**Location annotation dataset excerpts:**
━━━━

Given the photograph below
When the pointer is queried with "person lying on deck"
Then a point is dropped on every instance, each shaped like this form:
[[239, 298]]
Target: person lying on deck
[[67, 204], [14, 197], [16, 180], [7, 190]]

━━━━

**AIM:** Return the material exactly as it stands.

**FINISHED ANSWER:**
Given the photograph below
When the pointer is queried with "person lying on deck"
Then a point is dropped on every instance, each shaped like this form:
[[239, 298]]
Target: person lying on deck
[[67, 204], [14, 197], [16, 180], [7, 190]]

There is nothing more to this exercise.